Records to use Start Marker

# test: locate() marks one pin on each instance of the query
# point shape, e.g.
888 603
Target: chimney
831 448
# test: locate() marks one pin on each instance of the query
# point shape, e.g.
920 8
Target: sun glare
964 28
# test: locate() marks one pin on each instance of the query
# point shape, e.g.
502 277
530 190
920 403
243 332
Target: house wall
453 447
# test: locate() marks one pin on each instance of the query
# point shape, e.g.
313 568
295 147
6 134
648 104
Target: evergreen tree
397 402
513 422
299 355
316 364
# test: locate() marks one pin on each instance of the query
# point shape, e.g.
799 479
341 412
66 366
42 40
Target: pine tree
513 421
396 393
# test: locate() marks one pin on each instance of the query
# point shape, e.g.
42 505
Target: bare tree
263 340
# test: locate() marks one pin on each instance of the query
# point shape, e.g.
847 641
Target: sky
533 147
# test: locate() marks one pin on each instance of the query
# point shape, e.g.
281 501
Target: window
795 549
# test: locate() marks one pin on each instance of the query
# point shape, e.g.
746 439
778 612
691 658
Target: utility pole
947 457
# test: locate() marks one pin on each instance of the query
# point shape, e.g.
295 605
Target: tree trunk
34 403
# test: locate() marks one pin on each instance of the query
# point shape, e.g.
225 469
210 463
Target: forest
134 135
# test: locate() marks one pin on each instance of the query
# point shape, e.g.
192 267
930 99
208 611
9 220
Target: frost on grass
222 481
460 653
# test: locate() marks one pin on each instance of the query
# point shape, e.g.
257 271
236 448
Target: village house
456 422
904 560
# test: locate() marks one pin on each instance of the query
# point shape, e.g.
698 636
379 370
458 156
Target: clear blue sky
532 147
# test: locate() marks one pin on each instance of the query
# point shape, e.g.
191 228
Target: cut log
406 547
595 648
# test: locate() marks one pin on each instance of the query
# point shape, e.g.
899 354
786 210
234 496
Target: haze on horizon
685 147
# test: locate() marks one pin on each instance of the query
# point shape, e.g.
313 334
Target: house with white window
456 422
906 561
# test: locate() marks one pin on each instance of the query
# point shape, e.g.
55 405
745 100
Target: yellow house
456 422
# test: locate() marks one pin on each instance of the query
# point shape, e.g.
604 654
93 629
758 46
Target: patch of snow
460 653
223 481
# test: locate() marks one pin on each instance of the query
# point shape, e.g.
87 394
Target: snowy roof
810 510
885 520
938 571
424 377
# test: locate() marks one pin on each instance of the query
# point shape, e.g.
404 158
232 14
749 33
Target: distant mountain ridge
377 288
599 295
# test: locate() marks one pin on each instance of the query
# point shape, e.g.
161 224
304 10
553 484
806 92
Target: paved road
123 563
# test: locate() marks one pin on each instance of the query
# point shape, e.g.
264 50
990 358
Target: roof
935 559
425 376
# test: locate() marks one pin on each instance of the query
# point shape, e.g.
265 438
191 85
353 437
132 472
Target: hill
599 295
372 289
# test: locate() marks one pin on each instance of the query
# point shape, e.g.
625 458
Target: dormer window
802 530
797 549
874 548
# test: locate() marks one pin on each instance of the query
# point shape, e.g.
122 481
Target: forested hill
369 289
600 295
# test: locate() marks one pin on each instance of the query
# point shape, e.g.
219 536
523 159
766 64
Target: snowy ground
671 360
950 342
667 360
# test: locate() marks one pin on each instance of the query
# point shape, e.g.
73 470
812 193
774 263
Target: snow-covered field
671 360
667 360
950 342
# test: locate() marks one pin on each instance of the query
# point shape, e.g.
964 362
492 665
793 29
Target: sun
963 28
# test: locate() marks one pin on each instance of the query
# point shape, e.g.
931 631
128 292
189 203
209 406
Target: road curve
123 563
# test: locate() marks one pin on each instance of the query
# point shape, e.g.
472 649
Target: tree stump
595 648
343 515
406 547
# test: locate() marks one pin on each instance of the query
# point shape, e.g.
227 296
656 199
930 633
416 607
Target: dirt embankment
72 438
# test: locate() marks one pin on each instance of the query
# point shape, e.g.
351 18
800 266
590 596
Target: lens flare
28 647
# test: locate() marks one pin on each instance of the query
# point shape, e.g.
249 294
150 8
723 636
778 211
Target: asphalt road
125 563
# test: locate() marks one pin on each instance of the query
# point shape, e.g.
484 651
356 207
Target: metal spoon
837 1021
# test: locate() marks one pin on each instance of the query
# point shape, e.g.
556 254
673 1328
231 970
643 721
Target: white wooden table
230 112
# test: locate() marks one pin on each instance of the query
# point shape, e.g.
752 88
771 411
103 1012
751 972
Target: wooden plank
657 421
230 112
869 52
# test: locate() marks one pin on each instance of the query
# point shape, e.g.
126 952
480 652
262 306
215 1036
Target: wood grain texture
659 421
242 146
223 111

Records to use End Marker

Your task: Once more, give all the records exactly as they were written.

Written response:
# test: locate() marks one pin on each instance of the query
# point shape, e.g.
888 603
Target: chimney
831 448
# test: locate() marks one pin on each instance of the query
# point shape, e.g.
920 8
Target: sun glare
964 28
# test: locate() marks one pin on each instance of the query
# point shape, e.g.
502 277
530 190
920 403
243 332
Target: house wall
453 447
# test: locate() marks one pin on each instance of the query
# point shape, e.g.
313 568
295 147
6 134
648 104
Target: evergreen tree
397 402
513 422
299 355
316 364
# test: locate() marks one pin on each instance of the query
# point shape, e.g.
799 479
341 412
66 366
42 40
Target: pine tree
513 421
396 393
# test: locate() marks one pin on each instance of the query
# point shape, e.g.
42 505
Target: bare tree
263 340
# test: locate() marks one pin on each instance of the query
# point shape, e.g.
847 641
Target: sky
533 147
# test: locate() marks one pin on each instance of the query
# point shape, e.g.
281 501
Target: window
795 549
# test: locate() marks one pin on each instance of the query
# point shape, e.g.
746 439
778 612
691 658
Target: utility pole
947 457
# test: locate() marks one pin on each instance of the query
# point shape, e.g.
295 605
Target: tree trunk
34 403
# test: locate() marks one pin on each instance of the query
# point shape, e.g.
225 469
210 463
Target: forest
134 135
# test: locate() marks one pin on each instance of the query
# point shape, e.g.
192 267
930 99
208 611
9 220
Target: frost on grass
222 481
460 653
# test: locate() marks one pin on each instance of the query
# point shape, e.g.
257 271
236 448
Target: village house
456 422
904 560
# test: locate() marks one pin on each instance of the query
# point shape, e.g.
698 636
379 370
458 156
Target: clear blue sky
532 147
# test: locate() marks one pin on each instance of the query
# point shape, e.g.
191 228
Target: cut log
406 547
595 648
# test: locate() marks one pin on each instance of the query
# point shape, e.g.
899 354
786 210
234 496
Target: haze on horizon
685 147
# test: locate() marks one pin on each instance of the query
# point shape, e.g.
313 334
Target: house with white window
456 422
906 561
# test: locate() marks one pin on each instance of the query
# point shape, e.g.
55 405
745 100
Target: yellow house
456 422
# test: locate() marks one pin on each instance of the query
# point shape, e.g.
604 654
93 629
758 46
Target: patch of snow
460 653
223 481
# test: locate() marks one pin on each instance of the query
# point shape, e.g.
87 394
Target: snowy roof
810 510
885 520
938 571
424 377
# test: locate() marks one pin on each instance of the query
# point shape, e.g.
404 158
232 14
749 33
Target: distant mountain ridge
377 288
599 295
# test: locate() marks one pin on each instance of the query
# point shape, e.g.
161 224
304 10
553 484
806 92
Target: paved road
123 563
# test: locate() marks one pin on each instance of the query
# point shape, e.g.
264 50
990 358
Target: roof
935 559
425 376
# test: locate() marks one pin on each instance of the query
# point shape, e.g.
265 438
191 85
353 437
132 472
Target: hill
599 295
372 289
# test: locate() marks one pin on each instance of the query
# point shape, e.g.
625 458
Target: dormer window
802 530
797 549
874 548
# test: locate() marks one pin on each instance of the query
# point shape, e.g.
122 481
Target: forested hill
369 289
600 295
# test: locate() marks one pin on each instance of the query
# point shape, e.g.
219 536
523 159
766 64
Target: snowy ground
671 360
950 342
667 360
# test: locate() marks one pin on each instance of the query
# point shape, e.g.
73 470
812 193
774 263
Target: snow-covered field
671 360
667 360
950 342
# test: locate() marks one pin on each instance of the query
# point shape, e.g.
964 362
492 665
793 29
Target: sun
963 28
# test: locate() marks one pin on each instance of the query
# point shape, e.g.
931 631
128 292
189 203
209 406
Target: road curve
123 563
# test: locate() marks one pin on each instance of the query
# point shape, e.g.
472 649
Target: tree stump
595 648
343 515
406 547
# test: locate() marks one pin on each instance of the query
# point shape, e.g.
227 296
656 199
930 633
416 607
Target: dirt embankment
72 438
# test: locate() marks one pin on each instance of the query
# point shape, e.g.
351 18
800 266
590 596
Target: lens flare
28 647
# test: locate() marks one pin on each instance of the query
# point shape, e.g.
249 294
150 8
723 636
778 211
Target: asphalt road
125 563
# test: locate() marks one pin on each instance of the query
# point shape, e.g.
484 651
356 207
Target: metal spoon
837 1021
# test: locate() marks one pin on each instance of the query
# point shape, e.g.
556 254
673 1328
231 970
643 721
Target: white wooden table
230 112
# test: locate() marks one pin on each instance of the query
# point shape, e.g.
752 88
771 411
103 1012
751 972
Target: wooden plank
657 421
230 112
869 52
# test: locate() marks one pin on each instance of the query
# point shape, e.g.
126 952
480 652
262 306
215 1036
Target: wood grain texture
659 421
242 146
223 111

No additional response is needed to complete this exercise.